• Problems to work on:
[a] Reproduce verbatim the portion of the Bat Camp article starting with "Everything sounds better" and going on through "well, a bat.".
[b] Extend the Bat Camp article with new text that begins after its final sentence.

Bat camp!
Everything sounds better with the word bat before it, even the word camp, which is usually really kind of a bore—so why has hardly anyone signed up for the Orange County Natural History Museum's second annual Bat Camp? They did last year. Holy priceless collection of Etruscan snoods, people, the first session starts in less than a week!
It's bat camp: What's for your kid, aged 10 to 15 years, not to like? It's not like tarantula camp or cockroach camp, two other choices I'm sure museum officials weighed carefully before going with . . . batcamp. It trips lightly off the tongue like, well, a bat.
“People kind of get in routines where they go to soccer camp or Boy Scout camp,” the museum's administrator, Dr. Debra Clarke, told me recently—apologizing for you, basically. She's too nice to say what we're all thinking, which is that bat moms are so much cooler than soccer moms and den mothers.

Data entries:
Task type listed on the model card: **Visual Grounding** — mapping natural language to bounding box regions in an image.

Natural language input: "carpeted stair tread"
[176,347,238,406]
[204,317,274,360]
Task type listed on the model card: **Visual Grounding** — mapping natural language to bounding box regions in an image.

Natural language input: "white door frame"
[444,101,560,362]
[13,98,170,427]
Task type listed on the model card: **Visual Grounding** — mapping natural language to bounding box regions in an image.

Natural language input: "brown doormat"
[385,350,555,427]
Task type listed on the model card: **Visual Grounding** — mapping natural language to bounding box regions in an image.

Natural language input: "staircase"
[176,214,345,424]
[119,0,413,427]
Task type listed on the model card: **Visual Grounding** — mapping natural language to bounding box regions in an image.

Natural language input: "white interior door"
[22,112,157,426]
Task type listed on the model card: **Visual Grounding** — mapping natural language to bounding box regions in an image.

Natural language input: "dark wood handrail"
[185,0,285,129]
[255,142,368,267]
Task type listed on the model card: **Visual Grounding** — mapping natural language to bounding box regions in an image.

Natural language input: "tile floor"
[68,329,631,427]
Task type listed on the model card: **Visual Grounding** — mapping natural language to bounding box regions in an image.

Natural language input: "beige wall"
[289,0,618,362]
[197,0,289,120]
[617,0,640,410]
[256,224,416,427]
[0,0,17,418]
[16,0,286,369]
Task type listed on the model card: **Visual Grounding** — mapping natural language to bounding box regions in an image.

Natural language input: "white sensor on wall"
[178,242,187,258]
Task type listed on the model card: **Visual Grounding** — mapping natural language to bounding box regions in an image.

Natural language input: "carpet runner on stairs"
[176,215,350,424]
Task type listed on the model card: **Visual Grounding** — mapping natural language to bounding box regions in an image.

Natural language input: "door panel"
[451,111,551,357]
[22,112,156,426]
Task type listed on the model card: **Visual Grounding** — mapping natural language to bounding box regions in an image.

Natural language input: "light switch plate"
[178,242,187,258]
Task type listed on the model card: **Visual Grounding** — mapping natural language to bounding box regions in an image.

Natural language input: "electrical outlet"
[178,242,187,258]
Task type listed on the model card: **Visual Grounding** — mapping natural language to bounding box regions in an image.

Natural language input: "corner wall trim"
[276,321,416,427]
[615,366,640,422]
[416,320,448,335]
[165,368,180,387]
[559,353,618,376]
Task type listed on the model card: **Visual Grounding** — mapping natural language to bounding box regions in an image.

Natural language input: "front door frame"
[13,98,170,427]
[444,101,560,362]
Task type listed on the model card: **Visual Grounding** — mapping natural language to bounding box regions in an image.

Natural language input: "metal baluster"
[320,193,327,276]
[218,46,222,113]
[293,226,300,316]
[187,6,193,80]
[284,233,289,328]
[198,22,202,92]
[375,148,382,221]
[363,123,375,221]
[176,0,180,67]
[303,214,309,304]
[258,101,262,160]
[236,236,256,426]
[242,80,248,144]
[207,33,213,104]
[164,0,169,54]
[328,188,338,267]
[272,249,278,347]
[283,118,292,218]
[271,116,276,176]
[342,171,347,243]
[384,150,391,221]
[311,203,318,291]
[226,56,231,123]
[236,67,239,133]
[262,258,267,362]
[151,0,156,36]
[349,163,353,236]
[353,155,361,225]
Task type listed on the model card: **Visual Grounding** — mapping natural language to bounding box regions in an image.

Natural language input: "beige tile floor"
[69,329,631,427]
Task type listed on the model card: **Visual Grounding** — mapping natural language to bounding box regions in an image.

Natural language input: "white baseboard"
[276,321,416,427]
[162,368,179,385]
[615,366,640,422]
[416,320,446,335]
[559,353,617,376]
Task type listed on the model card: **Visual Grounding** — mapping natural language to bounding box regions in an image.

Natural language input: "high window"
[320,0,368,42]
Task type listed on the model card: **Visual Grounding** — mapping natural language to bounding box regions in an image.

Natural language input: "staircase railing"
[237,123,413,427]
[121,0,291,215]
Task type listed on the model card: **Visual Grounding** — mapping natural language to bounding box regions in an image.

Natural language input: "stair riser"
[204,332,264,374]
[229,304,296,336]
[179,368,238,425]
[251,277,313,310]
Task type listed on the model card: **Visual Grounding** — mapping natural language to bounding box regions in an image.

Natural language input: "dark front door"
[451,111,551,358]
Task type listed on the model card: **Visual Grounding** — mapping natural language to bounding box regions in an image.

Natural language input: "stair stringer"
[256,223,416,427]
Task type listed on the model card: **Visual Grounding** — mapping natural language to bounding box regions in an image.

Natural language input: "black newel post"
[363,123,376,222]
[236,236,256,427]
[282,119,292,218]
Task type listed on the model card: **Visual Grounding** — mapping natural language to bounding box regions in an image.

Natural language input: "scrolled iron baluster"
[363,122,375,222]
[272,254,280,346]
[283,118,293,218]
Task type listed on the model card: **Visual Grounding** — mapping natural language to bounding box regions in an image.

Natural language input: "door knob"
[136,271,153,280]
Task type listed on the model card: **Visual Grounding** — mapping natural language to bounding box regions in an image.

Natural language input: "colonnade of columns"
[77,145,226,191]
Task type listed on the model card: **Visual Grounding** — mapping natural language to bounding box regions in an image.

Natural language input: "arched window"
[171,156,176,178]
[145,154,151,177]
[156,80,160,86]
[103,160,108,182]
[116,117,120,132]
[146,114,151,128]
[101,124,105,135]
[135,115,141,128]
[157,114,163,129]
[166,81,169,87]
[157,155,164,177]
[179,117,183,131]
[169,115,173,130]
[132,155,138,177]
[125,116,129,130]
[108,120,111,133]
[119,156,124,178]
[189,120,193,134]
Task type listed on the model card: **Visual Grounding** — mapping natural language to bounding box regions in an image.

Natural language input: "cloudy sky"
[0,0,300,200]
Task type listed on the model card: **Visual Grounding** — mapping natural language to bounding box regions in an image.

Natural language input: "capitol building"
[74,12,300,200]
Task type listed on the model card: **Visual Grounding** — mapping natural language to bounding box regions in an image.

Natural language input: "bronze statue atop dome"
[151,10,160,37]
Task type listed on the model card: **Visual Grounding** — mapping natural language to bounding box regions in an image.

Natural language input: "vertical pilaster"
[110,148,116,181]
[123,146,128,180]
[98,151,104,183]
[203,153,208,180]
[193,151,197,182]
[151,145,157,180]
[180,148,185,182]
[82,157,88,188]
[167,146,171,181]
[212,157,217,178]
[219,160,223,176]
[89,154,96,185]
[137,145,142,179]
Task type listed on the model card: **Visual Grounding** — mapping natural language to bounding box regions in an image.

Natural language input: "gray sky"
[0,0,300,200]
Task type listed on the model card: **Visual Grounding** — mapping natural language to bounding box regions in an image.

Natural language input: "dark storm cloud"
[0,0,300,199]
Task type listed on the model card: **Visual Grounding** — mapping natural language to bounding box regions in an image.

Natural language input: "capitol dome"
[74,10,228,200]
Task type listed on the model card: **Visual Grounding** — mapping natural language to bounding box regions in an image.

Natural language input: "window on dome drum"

• Responses by task:
[a]
Everything sounds better with the word bat before it, even the word camp, which is usually really kind of a bore—so why has hardly anyone signed up for the Orange County Natural History Museum's second annual Bat Camp? They did last year. Holy priceless collection of Etruscan snoods, people, the first session starts in less than a week!
It's bat camp: What's for your kid, aged 10 to 15 years, not to like? It's not like tarantula camp or cockroach camp, two other choices I'm sure museum officials weighed carefully before going with . . . batcamp. It trips lightly off the tongue like, well, a bat.

[b]
And bats are way cooler than grubby Cub Scouts. They're the art students of the wild kingdom: out all night, every night, wearing all that black (just like art students), which you know has to be really, really hot, busting their mouse-sized humps for you. They eat their body's weight in insects every day, Clarke says; they may even roost in the eaves of your house, and do you appreciate it?
If you did, clearly, you'd give them (the museum people) your kid for a series of five consecutive afternoons this summer. That's all you have to do.
Sign up your kid, and then drop him or her off for five afternoons and evenings of tramping through nature's half acre. Museum folk—specifically, bat biologist Stephanie Remington and her partner Bat Guano—whoops, sorry, that's just his specialty—will do the rest.
“I teach them three field techniques” for researching bats, Remington told me. For the camp, she focuses on Yuma bats, which are one of 16 known bat species in Orange County. (You'll find many of the others listed as potential developers for the Orange County Great Park. No, actually, you won't.)
“They learn acoustic surveying [recording bat calls], netting [bats], roost searches and outflying techniques,” Remington said, lapsing into fancy biologist talk for figuring out where the bats live.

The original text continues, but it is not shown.